>> Begin
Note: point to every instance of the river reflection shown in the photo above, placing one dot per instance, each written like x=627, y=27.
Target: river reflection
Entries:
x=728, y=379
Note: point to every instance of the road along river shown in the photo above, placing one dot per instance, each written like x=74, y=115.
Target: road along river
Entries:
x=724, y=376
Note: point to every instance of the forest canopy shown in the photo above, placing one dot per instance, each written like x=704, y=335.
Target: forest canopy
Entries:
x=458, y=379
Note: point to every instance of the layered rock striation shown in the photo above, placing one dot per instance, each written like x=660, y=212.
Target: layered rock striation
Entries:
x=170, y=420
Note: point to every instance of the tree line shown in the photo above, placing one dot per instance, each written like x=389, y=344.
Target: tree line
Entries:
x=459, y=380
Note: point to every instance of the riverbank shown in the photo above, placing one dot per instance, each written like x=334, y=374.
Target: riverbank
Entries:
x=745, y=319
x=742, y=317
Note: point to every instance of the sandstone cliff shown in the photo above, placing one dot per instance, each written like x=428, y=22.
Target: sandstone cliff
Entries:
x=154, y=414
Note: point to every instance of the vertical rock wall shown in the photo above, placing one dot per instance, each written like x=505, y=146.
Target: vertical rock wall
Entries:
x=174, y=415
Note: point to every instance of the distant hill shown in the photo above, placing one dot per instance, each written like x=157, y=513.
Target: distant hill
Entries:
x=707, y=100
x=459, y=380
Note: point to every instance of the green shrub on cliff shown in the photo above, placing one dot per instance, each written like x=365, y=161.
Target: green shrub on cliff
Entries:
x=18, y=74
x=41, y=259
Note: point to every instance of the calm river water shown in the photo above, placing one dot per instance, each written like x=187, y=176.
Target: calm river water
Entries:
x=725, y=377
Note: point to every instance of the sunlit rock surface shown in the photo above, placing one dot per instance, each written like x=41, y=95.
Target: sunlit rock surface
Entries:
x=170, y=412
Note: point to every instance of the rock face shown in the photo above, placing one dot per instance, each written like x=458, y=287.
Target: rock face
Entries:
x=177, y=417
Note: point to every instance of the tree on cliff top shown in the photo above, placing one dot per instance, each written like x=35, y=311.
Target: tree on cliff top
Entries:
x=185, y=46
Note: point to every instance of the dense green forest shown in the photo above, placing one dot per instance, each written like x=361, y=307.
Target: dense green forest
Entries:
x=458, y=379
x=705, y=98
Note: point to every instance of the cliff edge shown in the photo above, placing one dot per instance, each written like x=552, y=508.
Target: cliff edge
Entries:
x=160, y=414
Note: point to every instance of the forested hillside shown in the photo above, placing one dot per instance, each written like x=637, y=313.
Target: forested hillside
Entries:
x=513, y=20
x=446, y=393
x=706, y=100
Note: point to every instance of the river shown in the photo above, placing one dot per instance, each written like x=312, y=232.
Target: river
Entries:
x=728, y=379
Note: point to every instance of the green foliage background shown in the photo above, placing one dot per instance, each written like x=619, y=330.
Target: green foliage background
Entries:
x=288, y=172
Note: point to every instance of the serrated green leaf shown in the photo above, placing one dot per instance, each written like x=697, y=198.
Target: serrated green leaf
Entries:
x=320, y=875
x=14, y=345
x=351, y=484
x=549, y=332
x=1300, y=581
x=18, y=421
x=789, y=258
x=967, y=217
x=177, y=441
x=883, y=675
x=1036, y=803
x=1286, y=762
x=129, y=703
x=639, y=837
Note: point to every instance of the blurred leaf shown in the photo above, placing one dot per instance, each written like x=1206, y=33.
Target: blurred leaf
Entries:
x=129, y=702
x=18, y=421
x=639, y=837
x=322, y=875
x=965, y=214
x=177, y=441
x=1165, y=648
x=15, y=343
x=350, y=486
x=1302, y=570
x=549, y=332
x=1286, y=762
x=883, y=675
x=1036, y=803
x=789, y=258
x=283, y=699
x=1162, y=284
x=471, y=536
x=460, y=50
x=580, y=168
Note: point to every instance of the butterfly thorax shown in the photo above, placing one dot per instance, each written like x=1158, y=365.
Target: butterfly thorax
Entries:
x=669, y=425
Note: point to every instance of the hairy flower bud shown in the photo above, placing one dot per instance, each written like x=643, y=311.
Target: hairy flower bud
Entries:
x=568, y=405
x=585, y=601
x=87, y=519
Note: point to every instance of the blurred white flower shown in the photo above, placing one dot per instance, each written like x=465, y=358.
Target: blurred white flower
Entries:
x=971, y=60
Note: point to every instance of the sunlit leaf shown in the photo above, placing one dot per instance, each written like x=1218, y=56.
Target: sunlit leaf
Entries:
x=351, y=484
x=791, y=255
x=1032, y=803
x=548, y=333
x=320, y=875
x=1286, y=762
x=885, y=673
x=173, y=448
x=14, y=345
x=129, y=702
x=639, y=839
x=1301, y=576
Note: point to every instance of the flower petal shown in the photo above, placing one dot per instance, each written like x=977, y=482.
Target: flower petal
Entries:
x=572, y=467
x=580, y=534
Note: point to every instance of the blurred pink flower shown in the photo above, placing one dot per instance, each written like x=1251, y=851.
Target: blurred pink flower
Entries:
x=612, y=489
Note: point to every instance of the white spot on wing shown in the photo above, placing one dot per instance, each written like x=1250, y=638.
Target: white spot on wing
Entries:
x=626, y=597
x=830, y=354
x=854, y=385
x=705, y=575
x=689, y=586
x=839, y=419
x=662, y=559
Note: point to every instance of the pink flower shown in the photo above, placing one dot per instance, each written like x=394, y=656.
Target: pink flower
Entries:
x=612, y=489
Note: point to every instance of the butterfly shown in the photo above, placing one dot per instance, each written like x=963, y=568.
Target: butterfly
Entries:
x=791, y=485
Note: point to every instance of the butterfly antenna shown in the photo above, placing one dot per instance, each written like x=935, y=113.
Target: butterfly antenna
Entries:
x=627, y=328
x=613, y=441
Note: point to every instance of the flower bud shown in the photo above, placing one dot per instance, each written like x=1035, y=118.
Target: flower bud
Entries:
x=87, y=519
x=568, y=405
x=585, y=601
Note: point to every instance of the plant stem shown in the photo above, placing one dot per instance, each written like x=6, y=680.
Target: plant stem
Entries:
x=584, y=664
>> End
### SET TASK
Return every record, word for word.

### THE COMPLETED TASK
Note: point to every instance of the river reflection shown in the photo above, placing one dot per instance, each written like x=627, y=27.
Target: river reflection
Entries:
x=728, y=379
Note: point to every instance of the road along river shown in the photo above, placing one dot per instance, each written like x=74, y=115.
Target: road along river
Entries:
x=724, y=376
Note: point to every instance of the forest canopy shown in the photo above, placing one dot per instance, each written like x=704, y=335.
Target: forest canopy
Entries:
x=458, y=379
Note: point to every instance of the layered rock striation shown in the photo above, placing one dot per instance, each written like x=660, y=212.
Target: layered rock striation
Entries:
x=170, y=420
Note: point to every instance of the tree line shown in the photo above, placing one dot per instance, each written like x=389, y=344.
Target: tree line
Entries:
x=459, y=380
Note: point to every instance of the riverbank shown in the photo above, placing one dot per instance, each written like x=334, y=374.
Target: riverbank
Entries:
x=745, y=319
x=742, y=317
Note: point to every instance of the sandstone cliff shown in the photo above, placing one dot per instance, each written like x=428, y=22.
Target: sandstone cliff
Entries:
x=154, y=414
Note: point to every instance of the vertical rock wall shown in the photo above, placing one dot per instance, each written like x=505, y=146.
Target: vertical rock wall
Entries:
x=174, y=415
Note: point to every instance of the distant hill shown in the photo above, placing one dot per instance, each written like x=157, y=513.
Target: distant hill
Entries:
x=707, y=100
x=459, y=380
Note: point to every instance of the green shrub on cliff shown in the photo above, placing one dot per instance, each written like x=365, y=161.
Target: green shrub on cliff
Entries:
x=18, y=74
x=41, y=259
Note: point to every instance of the calm river water shown in the photo above, placing one dot per instance, each written like x=187, y=176.
Target: calm river water
Entries:
x=725, y=377
Note: point to every instance of the sunlit rock surface shown in the photo above, placing one dot per instance, each written like x=41, y=95.
Target: sunlit rock surface
Entries:
x=170, y=412
Note: point to every instance of the rock face shown in the photo above, placing one dot per instance, each written like x=458, y=287.
Target: rock face
Entries:
x=177, y=417
Note: point to every instance of the tree on cliff top shown in the photo above, placing one dot per instance, each written like x=35, y=311.
Target: tree on cliff top
Entries:
x=185, y=46
Note: point to every instance of the dense green forest shown in the photo above, placing one dot per instance, each written like x=361, y=307.
Target: dense green forest
Entries:
x=458, y=379
x=705, y=98
Note: point to every instance of the cliff edge shown in the photo above, placing one dot per instance, each written like x=552, y=508.
Target: cliff edge
Entries:
x=160, y=414
Note: point to every instance of the forested hillside shown in the photo above, placing one dot per instance, each written like x=637, y=313.
Target: forested hillside
Entries:
x=513, y=20
x=446, y=393
x=706, y=100
Note: point to every instance of the river shown in the photo above, placing one dot per instance, each written like x=312, y=232.
Target: river
Entries:
x=728, y=379
Note: point to every instance of the green foliage background shown in the photo above, placing one dot per instance, each written like x=619, y=330.
Target: green foliage background
Entries:
x=288, y=172
Note: point to every instance of the serrated green leaf shown in the photo above, placing one dot per instance, each written like x=697, y=198.
Target: serrated green leaf
Entries:
x=320, y=875
x=14, y=345
x=351, y=484
x=549, y=332
x=1300, y=581
x=18, y=421
x=789, y=258
x=967, y=217
x=177, y=441
x=883, y=675
x=1036, y=803
x=1286, y=762
x=129, y=703
x=639, y=837
Note: point to every instance of the blurred leaf shown in the photo above, placing one dot per instance, each written like x=1206, y=33.
Target: blurred leaf
Entries:
x=129, y=702
x=18, y=421
x=639, y=837
x=322, y=875
x=965, y=214
x=177, y=441
x=1165, y=648
x=15, y=343
x=350, y=486
x=1302, y=570
x=549, y=332
x=1286, y=762
x=883, y=675
x=1036, y=803
x=789, y=258
x=283, y=699
x=1162, y=284
x=471, y=536
x=460, y=50
x=580, y=168
Note: point to every instance of the butterfly thorax shown in the photo above, placing one dot per instance, each written like x=1158, y=365.
Target: butterfly thorax
Entries:
x=669, y=425
Note: point to every instance of the hairy flower bud shown in the photo above, placing one dot per instance, each written like x=643, y=311.
Target: hairy flower bud
Entries:
x=568, y=405
x=585, y=601
x=87, y=519
Note: point to every instance of the blurred white flower shown in the photo above, placing one dot per instance, each written like x=465, y=358.
Target: blurred white flower
Entries:
x=971, y=60
Note: point to every instance of the sunlit leaf shown in the photo above, placing one dot per instance, each written like x=1218, y=56.
Target: sunlit leaf
Entries:
x=351, y=484
x=791, y=255
x=1032, y=803
x=548, y=333
x=320, y=875
x=1286, y=762
x=885, y=673
x=173, y=448
x=14, y=345
x=129, y=702
x=639, y=839
x=1301, y=576
Note: point to every instance of the flower petal shown in the photo above, placing one dot per instance, each written like x=977, y=482.
Target: flower petal
Entries:
x=572, y=467
x=580, y=534
Note: point to every instance of the blurred pink flower shown in the photo above, placing one dot per instance, each written like x=1251, y=851.
Target: blurred pink flower
Entries:
x=612, y=489
Note: point to every instance of the white spot on wing shown in the photo above, placing one dot per instance, each written like x=1250, y=638.
Target: white spot on wing
Entries:
x=626, y=597
x=830, y=354
x=854, y=385
x=705, y=575
x=689, y=586
x=839, y=419
x=662, y=559
Note: point to every instance of the pink flower shown in the photo above, placing one dot per instance, each written like x=394, y=656.
Target: pink flower
Entries:
x=612, y=489
Note: point to every instance of the butterfly shown in the photo above, placing one dot per instance, each written like x=963, y=568.
Target: butterfly
Entries:
x=791, y=485
Note: point to every instance of the butterfly antenna shown in the photo above, placing one dot per instance, each written like x=935, y=113.
Target: butterfly antenna
Entries:
x=627, y=328
x=613, y=441
Note: point to every instance of the flower bud shown in the photo above, placing one dot per instance, each written like x=1035, y=118.
Target: flower bud
Entries:
x=87, y=519
x=568, y=405
x=585, y=601
Note: point to every instance of the plant stem shown in the photo above, placing one dot per instance, each written like x=6, y=680.
Target: plant stem
Entries:
x=584, y=664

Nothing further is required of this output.